■ DATA FOR THE TASK
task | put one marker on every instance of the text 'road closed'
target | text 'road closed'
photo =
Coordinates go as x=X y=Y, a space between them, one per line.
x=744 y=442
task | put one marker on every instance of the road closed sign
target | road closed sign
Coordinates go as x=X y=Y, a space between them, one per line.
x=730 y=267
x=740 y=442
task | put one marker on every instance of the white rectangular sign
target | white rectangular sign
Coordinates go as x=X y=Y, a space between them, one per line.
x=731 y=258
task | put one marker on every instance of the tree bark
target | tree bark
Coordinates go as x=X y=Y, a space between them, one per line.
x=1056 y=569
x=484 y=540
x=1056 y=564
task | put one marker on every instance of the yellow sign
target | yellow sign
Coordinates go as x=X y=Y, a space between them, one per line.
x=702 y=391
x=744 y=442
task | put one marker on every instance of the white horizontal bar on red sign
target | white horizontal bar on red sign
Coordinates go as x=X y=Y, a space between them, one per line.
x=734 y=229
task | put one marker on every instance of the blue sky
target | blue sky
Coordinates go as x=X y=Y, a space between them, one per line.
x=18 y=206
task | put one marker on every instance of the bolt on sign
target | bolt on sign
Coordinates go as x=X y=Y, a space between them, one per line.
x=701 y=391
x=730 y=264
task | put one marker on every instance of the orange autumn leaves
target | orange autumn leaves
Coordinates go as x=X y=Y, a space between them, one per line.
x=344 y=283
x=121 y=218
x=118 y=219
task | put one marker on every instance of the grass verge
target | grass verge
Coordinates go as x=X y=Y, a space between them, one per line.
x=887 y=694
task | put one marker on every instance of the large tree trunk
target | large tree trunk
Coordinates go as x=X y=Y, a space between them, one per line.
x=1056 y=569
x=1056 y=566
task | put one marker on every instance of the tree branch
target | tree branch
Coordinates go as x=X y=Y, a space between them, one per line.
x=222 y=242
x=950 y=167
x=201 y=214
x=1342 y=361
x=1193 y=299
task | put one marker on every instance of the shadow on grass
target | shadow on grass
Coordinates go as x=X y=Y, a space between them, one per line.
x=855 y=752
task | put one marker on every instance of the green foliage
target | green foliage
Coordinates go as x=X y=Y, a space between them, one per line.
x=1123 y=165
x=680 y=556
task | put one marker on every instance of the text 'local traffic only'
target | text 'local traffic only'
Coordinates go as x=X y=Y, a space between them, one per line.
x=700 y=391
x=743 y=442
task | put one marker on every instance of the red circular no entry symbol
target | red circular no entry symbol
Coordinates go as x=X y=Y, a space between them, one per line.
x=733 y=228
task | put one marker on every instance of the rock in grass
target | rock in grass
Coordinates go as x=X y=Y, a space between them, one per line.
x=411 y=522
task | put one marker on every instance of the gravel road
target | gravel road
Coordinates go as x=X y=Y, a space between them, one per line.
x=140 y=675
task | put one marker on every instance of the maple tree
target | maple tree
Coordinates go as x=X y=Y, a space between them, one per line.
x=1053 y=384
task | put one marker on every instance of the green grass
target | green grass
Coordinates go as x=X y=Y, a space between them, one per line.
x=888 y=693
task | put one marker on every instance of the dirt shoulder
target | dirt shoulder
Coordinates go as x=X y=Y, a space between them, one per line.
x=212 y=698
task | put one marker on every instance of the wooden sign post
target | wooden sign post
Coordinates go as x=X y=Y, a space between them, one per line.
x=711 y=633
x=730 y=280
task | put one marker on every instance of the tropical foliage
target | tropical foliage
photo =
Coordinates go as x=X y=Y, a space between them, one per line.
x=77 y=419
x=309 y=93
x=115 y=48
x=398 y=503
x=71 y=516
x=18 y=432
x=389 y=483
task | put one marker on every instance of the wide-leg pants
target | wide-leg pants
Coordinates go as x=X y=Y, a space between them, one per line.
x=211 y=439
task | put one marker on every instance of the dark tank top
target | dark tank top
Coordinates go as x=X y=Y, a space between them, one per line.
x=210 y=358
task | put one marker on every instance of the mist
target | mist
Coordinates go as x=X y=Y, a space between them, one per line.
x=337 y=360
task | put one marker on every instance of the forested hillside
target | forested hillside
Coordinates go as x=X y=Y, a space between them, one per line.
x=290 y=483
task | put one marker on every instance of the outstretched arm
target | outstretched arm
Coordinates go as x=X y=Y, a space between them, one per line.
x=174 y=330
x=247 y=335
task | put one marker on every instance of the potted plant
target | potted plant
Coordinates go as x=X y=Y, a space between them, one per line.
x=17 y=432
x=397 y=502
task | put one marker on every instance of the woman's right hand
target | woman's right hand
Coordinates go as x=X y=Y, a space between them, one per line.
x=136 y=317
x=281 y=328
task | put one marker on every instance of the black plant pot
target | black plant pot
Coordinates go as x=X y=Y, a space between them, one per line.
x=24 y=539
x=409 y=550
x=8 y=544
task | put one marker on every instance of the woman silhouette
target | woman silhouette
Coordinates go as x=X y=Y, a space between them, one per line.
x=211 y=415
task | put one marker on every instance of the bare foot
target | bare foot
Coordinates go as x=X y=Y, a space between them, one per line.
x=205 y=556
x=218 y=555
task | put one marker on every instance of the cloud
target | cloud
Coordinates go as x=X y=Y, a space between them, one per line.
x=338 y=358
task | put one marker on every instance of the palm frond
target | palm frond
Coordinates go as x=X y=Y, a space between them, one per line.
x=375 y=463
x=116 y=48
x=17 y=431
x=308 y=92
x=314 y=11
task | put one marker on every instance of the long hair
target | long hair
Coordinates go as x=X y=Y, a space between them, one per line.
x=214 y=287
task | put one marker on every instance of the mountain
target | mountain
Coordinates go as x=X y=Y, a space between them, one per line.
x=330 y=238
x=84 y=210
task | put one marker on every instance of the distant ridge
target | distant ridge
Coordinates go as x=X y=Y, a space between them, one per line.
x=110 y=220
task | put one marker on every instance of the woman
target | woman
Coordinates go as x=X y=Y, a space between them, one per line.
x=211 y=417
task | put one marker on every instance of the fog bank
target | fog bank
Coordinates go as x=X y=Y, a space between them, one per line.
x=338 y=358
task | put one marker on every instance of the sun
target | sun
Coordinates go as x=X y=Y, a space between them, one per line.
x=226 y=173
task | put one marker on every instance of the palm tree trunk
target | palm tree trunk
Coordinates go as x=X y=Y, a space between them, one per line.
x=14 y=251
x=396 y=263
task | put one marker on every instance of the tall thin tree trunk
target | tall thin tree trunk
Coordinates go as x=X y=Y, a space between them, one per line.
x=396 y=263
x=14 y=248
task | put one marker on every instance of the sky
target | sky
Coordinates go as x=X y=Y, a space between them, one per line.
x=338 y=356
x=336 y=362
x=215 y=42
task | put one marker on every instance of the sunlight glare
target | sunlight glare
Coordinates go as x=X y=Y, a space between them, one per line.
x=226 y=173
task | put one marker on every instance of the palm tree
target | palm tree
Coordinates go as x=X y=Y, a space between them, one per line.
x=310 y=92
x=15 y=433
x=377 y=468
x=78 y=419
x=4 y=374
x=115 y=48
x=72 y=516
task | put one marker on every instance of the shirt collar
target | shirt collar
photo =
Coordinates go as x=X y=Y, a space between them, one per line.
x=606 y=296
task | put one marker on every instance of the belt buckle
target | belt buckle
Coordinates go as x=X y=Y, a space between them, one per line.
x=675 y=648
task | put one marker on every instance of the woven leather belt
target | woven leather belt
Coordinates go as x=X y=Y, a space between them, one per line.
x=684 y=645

■ WORK REQUIRED
Repeat the material above exactly, beginning with its first line and ending with the line that holds "target | tree bark", and leave out everything else.

■ RESPONSE
task | put one marker on every instance of the text 'road closed'
target | text 'road closed'
photo =
Coordinates go as x=X y=Y, a space between them, one per line.
x=744 y=442
task | put one marker on every instance of the road closed sign
target | road closed sign
Coordinates go as x=X y=Y, a space between them, one per line.
x=730 y=267
x=740 y=442
task | put one marker on every instance of the white rectangular sign
target | white rectangular sign
Coordinates go as x=X y=Y, a space between them, one per line.
x=731 y=258
task | put one marker on every instance of the tree bark
target | tree bark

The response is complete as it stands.